# WHAT THE TASK REQUIRES:
What is wanted is an exact copy of the lines from the top of the listing through the line containing "Target: wall coping stone".

START MATERIAL FOR THIS EXERCISE

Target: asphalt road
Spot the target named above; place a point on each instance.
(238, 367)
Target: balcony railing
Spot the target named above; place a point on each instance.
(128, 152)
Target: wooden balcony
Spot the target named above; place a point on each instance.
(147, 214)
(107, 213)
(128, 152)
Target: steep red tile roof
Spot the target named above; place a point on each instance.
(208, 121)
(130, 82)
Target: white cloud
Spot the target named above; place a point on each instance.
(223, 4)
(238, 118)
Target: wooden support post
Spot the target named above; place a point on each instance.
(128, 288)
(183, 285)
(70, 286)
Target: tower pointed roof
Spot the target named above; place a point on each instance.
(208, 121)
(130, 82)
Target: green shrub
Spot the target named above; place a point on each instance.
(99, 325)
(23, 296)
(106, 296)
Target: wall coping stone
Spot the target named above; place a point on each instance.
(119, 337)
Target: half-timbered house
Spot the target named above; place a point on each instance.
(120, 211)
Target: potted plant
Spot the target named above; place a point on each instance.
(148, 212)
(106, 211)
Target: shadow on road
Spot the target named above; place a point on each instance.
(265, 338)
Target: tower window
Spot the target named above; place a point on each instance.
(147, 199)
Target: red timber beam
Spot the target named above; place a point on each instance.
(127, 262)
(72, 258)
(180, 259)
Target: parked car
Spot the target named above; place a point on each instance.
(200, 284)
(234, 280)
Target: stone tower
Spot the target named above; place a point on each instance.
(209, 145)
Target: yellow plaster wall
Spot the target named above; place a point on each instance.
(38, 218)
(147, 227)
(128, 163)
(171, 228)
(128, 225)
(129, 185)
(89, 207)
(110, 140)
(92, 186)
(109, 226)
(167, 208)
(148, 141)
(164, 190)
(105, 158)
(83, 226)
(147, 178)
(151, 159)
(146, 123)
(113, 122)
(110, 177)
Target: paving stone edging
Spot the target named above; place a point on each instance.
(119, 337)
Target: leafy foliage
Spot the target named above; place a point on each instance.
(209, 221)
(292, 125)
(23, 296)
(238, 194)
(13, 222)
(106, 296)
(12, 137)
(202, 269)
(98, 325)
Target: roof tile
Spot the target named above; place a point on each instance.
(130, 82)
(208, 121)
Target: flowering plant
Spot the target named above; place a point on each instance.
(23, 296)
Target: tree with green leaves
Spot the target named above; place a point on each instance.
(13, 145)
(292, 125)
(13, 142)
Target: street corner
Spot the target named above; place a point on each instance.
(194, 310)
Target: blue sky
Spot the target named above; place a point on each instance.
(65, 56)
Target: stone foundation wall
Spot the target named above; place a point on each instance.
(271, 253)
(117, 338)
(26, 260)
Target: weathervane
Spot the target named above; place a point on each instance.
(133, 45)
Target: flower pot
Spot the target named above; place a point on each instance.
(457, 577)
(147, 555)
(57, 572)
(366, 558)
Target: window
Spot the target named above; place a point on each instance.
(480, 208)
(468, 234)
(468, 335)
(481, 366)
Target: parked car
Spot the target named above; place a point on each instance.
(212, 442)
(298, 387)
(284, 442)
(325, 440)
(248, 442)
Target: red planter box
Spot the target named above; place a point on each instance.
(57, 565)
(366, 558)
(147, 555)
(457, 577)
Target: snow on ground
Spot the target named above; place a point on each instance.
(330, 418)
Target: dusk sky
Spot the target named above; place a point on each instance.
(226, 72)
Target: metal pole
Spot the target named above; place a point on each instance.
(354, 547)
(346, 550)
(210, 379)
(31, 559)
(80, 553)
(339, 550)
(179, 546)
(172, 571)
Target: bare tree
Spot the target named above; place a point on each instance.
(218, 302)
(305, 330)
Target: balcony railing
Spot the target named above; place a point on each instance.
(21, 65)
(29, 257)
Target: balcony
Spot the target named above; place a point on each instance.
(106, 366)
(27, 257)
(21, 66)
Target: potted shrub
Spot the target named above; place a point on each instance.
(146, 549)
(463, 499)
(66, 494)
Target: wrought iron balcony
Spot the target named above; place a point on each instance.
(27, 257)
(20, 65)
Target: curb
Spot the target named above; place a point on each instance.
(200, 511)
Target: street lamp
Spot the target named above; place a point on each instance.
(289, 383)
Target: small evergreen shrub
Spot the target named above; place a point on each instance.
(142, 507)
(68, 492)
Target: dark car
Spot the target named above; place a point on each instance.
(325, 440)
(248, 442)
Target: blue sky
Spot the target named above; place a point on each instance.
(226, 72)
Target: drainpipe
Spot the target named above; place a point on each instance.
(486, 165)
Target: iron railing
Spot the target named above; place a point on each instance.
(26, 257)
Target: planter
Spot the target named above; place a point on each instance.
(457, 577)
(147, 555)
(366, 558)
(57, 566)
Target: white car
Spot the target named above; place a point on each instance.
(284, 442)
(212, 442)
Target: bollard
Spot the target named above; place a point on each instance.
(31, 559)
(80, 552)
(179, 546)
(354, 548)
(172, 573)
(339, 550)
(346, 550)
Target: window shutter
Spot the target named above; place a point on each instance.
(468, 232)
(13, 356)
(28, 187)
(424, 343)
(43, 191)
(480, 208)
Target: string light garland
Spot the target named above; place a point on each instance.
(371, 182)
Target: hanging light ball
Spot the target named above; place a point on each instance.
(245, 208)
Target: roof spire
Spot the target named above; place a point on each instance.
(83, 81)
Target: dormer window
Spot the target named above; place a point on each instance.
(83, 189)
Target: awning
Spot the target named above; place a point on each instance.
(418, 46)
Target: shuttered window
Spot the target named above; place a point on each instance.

END MATERIAL FOR THIS EXERCISE

# YOUR RESPONSE:
Target: asphalt road
Spot the target named above; place a point on each instance.
(238, 367)
Target: balcony railing
Spot the target named above; place a point on each instance.
(128, 152)
Target: wooden balcony
Spot the target named above; place a point on each instance.
(147, 214)
(107, 213)
(128, 152)
Target: steep red tile roof
Spot the target named above; place a point on each instance.
(208, 121)
(130, 82)
Target: white cloud
Spot the target named above; place a point on each instance.
(223, 4)
(238, 118)
Target: wooden support post
Spot the target named above; place a point on each instance.
(128, 288)
(183, 285)
(70, 286)
Target: tower pointed roof
Spot the target named above; place a point on each instance.
(208, 121)
(130, 82)
Target: green shrub
Spot the target named above; place a point on each instance.
(99, 325)
(23, 296)
(106, 296)
Target: wall coping stone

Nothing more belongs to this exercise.